REQUIREMENT - Please repeat the thermistor thread from "I read in sci.electronics.design" to "on sustained load.", substituting "supply lines" for "rails".

QUOTED PASSAGE -
What's this surge protection component?

I read in sci.electronics.design that DaveC wrote (in ) about 'OK, so how do I choose a replacement thermistor?', on Tue, 18 Nov 2003:

You do the calculations this way. You have +/-65 V rails, and you probably lose 3 V at each end in saturation voltages, source resistors and strays. So you have 124 V peak-to peak signal available, which is

43.8 V r.m.s. If the load is 8 ohms, you get 43.8^2/8 = 240 W. This is the short-term average power, where 'short' isn't so short with your BIG caps in place. We can't say what the continuous average power is, because we don't know how much the 65 V rails drop on sustained load.

Why? These things don't operate like diodes, as far as I know. I didn't see a Vf rating (which may or may not mean something) but their time constant is relatively long, from

30 to 130 seconds. They start out as very high resistance so there would have to be current sharing at the beginning. The limiting R would be lower than that of a single thermistor, which would obviously reduce the desired effect - inrush limiting. Even if not perfectly equal, at the beginning, with two in parallel, both would heat and each would lower its internal resistance, but neither would reduce so quickly as to hog all the current, leaving the other in a cold resistance state. If one was faster than the other, conceivably there could be a point in the ~100 second time constant when one hogs the current to the extent that the other no longer decreases resistance - but for inrush, we are interested in the beginning part.

MATERIAL PROVIDED -
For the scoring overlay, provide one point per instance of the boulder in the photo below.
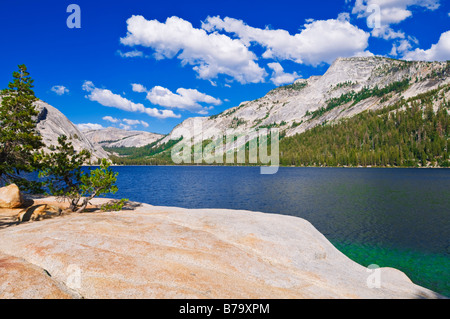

PROBLEM SOLUTION -
I read in sci.electronics.design that DaveC wrote (in ) about 'OK, so how do I choose a replacement thermistor?', on Tue, 18 Nov 2003:

You do the calculations this way. You have +/-65 V supply lines, and you probably lose 3 V at each end in saturation voltages, source resistors and strays. So you have 124 V peak-to peak signal available, which is

43.8 V r.m.s. If the load is 8 ohms, you get 43.8^2/8 = 240 W. This is the short-term average power, where 'short' isn't so short with your BIG caps in place. We can't say what the continuous average power is, because we don't know how much the 65 V supply lines drop on sustained load.